Location identification items:

· · · · ·

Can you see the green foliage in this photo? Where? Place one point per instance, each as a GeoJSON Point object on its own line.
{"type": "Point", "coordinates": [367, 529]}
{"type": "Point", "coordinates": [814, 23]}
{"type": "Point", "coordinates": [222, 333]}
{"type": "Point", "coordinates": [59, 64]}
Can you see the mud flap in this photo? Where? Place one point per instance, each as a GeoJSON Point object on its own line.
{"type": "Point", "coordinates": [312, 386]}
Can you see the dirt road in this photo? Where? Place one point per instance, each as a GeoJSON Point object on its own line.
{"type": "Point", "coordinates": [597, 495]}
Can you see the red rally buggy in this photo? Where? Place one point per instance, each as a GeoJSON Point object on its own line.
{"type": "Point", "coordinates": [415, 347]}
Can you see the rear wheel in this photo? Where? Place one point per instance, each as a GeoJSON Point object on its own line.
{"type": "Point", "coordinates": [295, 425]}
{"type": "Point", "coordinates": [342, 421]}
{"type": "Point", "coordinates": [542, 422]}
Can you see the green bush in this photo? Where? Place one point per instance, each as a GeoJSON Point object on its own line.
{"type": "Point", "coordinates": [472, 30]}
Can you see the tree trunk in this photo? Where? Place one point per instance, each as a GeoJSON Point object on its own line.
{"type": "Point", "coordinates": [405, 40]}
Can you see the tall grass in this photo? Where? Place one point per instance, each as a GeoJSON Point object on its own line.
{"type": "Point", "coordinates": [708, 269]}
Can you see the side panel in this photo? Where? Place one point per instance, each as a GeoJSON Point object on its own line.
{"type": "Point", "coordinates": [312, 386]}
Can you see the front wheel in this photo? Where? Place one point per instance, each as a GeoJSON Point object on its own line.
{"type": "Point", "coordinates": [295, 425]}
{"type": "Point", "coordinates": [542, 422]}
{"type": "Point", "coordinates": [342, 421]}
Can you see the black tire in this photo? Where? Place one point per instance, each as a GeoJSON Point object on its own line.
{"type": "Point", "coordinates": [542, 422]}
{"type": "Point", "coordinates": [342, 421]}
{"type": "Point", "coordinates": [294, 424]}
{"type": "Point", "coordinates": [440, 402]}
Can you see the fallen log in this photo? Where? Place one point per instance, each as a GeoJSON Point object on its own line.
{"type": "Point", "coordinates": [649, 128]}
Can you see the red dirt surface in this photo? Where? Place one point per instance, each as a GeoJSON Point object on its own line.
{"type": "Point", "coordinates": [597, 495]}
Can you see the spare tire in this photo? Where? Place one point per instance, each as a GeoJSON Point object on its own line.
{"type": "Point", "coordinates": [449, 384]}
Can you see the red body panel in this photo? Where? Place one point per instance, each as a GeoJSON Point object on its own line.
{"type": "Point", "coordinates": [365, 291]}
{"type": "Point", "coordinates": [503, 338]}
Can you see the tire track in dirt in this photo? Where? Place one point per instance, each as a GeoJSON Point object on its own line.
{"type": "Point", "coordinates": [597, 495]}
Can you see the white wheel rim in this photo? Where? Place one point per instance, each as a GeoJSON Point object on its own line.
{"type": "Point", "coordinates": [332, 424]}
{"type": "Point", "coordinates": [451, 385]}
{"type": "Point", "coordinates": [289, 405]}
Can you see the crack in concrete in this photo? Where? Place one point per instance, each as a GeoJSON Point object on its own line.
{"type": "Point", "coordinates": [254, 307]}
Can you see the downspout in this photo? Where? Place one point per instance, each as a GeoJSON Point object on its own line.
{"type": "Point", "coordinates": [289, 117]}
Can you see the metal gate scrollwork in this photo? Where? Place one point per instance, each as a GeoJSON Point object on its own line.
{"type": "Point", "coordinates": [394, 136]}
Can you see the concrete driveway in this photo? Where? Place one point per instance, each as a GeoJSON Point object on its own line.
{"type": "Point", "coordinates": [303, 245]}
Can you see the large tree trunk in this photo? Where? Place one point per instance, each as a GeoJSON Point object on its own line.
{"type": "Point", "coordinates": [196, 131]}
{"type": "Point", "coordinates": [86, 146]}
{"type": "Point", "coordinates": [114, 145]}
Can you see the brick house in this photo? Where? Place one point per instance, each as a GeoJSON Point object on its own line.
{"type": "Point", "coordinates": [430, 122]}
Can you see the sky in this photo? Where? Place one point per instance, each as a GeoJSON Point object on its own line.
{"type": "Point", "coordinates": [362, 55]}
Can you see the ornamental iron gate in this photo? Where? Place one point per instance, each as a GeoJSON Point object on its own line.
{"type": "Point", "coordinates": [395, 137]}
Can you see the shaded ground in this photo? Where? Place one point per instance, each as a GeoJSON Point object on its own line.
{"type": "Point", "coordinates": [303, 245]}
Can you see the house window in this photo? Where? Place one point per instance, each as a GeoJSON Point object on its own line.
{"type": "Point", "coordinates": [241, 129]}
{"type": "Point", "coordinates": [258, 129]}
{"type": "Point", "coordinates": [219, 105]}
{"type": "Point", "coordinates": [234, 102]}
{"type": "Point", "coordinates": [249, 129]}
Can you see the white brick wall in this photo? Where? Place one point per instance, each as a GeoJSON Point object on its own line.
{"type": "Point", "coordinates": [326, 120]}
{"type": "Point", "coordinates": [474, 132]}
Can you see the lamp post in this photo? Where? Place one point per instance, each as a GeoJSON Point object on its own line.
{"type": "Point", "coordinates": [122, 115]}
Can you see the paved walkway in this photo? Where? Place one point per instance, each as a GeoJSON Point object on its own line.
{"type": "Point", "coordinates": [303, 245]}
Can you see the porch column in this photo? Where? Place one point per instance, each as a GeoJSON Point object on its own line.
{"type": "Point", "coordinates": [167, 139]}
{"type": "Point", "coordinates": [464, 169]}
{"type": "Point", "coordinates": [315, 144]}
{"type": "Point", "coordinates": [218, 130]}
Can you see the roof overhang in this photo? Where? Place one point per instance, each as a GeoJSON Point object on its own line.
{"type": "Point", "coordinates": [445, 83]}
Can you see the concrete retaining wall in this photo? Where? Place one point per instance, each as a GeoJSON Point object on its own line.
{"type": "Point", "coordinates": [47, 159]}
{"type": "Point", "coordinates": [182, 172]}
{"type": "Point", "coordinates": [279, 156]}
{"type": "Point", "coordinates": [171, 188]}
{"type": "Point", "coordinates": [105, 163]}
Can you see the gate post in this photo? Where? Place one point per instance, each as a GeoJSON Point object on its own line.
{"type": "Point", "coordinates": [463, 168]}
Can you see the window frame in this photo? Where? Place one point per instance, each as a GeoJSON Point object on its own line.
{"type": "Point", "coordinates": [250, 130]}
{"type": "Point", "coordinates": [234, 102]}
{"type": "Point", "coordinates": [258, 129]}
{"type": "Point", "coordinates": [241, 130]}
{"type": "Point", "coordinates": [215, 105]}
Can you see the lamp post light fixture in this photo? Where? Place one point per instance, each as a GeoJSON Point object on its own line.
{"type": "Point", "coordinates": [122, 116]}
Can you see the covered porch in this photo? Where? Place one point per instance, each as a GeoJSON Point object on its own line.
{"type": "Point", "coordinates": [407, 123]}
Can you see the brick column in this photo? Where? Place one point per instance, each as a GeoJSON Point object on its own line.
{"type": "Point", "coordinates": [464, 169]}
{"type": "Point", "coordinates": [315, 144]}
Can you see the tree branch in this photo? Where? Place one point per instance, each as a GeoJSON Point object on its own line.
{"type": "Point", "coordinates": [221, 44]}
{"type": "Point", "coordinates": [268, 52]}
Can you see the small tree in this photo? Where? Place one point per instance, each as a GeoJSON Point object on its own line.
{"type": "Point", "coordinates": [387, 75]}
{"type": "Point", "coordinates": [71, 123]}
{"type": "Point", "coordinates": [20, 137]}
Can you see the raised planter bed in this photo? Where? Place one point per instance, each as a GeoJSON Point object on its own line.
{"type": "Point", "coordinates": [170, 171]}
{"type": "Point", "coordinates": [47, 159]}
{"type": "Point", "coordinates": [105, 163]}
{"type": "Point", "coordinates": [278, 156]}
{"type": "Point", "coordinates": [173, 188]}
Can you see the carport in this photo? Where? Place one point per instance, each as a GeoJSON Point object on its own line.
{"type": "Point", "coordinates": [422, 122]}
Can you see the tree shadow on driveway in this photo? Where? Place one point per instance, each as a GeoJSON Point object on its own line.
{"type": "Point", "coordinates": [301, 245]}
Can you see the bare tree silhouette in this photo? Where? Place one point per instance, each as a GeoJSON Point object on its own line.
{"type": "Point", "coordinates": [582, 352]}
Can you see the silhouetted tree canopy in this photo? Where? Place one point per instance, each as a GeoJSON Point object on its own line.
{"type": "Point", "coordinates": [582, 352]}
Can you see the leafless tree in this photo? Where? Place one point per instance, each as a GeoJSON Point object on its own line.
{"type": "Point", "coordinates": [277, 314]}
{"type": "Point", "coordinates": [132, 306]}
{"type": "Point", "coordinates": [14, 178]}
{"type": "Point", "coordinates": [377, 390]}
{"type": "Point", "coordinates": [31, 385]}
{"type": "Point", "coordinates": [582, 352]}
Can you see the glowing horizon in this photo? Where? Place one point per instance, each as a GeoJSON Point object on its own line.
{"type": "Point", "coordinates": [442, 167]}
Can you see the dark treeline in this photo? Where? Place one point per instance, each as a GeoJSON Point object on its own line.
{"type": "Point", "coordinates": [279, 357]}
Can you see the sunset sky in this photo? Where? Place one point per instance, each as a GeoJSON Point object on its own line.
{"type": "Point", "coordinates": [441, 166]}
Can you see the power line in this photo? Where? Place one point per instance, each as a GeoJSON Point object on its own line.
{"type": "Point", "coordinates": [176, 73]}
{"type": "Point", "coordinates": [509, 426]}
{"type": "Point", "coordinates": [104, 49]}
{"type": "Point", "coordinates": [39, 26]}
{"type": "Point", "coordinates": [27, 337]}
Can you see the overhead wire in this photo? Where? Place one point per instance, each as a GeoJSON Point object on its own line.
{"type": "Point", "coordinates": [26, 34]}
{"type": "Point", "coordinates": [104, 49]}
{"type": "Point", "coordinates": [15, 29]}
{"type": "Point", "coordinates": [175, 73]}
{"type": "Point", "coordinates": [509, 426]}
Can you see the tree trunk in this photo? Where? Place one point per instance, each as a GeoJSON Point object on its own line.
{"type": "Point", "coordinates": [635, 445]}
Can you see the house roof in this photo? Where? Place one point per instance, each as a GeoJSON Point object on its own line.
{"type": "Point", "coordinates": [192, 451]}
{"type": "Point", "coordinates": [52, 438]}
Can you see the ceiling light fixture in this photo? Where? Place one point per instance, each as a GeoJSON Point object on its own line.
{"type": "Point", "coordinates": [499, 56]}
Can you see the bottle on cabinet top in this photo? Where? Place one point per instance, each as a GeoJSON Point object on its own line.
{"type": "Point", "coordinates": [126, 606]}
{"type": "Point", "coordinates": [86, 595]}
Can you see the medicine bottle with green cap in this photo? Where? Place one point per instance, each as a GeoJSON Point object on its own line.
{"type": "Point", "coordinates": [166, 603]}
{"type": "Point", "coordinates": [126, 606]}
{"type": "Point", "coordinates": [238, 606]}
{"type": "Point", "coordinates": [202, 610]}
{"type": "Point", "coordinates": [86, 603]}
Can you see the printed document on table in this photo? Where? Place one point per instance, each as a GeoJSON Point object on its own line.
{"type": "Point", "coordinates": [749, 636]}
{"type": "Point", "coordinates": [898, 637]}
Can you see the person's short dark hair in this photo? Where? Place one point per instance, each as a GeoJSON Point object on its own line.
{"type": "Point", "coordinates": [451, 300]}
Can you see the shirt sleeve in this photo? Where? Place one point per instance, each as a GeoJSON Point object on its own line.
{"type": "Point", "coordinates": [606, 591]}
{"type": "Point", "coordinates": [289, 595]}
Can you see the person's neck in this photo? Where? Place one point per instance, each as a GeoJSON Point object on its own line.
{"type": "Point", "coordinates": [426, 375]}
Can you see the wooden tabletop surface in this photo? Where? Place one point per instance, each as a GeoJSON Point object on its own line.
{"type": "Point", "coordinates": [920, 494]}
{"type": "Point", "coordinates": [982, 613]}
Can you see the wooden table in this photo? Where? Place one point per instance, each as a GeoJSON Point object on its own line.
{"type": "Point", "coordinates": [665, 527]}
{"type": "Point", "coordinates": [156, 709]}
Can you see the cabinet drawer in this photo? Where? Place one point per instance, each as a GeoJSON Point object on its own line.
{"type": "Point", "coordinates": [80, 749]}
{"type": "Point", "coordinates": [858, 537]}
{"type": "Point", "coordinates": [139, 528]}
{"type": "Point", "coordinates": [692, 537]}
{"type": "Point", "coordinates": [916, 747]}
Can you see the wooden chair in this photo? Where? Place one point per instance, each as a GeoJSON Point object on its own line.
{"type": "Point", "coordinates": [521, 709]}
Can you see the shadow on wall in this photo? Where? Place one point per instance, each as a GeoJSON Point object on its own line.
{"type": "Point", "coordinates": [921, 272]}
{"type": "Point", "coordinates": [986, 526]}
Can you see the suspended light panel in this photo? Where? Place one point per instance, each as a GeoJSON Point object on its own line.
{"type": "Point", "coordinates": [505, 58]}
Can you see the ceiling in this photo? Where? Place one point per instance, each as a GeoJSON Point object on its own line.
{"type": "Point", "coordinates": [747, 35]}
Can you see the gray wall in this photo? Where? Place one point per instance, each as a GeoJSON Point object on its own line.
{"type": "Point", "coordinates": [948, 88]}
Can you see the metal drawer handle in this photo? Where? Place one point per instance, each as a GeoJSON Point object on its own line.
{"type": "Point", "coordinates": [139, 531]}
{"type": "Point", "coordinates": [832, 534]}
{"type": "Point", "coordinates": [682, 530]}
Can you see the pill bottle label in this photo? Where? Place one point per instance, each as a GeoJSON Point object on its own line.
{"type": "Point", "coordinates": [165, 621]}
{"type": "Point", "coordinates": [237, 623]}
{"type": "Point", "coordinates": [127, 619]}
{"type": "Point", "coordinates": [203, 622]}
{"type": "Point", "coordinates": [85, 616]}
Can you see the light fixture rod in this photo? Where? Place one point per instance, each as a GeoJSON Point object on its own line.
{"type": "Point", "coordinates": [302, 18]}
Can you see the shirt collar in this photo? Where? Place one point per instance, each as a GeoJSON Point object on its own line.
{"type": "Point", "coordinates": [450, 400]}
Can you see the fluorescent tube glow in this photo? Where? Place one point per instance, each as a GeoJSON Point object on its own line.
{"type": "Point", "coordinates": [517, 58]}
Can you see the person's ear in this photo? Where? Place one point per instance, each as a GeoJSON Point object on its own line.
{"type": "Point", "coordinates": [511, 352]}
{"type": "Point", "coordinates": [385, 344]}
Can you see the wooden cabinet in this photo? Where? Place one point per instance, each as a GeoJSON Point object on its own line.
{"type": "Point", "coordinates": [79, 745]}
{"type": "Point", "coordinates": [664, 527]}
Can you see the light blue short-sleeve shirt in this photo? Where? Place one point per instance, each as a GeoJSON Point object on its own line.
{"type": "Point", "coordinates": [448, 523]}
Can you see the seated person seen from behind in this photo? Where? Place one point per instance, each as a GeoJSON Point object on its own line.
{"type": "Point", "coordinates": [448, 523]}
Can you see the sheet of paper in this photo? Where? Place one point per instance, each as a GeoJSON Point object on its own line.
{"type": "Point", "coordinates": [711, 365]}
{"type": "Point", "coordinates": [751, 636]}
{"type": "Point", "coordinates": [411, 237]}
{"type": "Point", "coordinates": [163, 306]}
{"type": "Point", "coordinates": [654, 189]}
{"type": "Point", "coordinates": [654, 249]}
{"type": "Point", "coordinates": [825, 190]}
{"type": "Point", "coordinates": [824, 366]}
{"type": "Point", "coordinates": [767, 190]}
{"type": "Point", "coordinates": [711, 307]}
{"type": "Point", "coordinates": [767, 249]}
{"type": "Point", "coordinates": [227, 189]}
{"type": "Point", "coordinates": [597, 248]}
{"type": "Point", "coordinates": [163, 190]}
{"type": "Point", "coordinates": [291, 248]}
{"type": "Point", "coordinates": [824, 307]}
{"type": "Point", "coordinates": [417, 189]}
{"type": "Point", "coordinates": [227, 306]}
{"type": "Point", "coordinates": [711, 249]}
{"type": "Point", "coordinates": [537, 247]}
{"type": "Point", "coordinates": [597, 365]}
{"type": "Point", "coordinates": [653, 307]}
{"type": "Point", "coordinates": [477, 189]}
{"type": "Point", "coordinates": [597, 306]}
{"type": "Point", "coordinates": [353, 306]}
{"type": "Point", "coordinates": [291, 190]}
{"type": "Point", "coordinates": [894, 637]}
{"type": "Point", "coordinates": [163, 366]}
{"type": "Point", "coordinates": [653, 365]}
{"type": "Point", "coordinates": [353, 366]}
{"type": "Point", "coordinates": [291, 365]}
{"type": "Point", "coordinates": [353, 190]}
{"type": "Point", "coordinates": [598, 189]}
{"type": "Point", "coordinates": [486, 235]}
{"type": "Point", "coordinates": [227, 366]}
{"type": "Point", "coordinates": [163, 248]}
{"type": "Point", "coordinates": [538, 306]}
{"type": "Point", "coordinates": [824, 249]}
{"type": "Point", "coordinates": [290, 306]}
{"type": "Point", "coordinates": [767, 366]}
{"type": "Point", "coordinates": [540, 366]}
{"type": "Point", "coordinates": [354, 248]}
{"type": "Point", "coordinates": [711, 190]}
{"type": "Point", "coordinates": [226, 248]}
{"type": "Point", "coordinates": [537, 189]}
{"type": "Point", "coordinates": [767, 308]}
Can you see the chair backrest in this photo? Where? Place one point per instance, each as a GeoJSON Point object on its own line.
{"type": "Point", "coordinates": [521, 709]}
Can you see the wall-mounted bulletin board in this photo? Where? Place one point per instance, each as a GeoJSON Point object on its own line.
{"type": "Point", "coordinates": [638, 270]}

· · · · ·

Problem to work on:
Print nothing but the lines from the line with "Can you see the chair" to the last line of the records above. Both of those lines count.

Written solution:
Can you see the chair backrest in this photo? Where? Place one point per instance, each as a GeoJSON Point object on its own line.
{"type": "Point", "coordinates": [521, 709]}
Can you see the wall-mounted bulletin board in this photo? Where? Place one point per instance, each as a GeoJSON Point object on its own line.
{"type": "Point", "coordinates": [638, 270]}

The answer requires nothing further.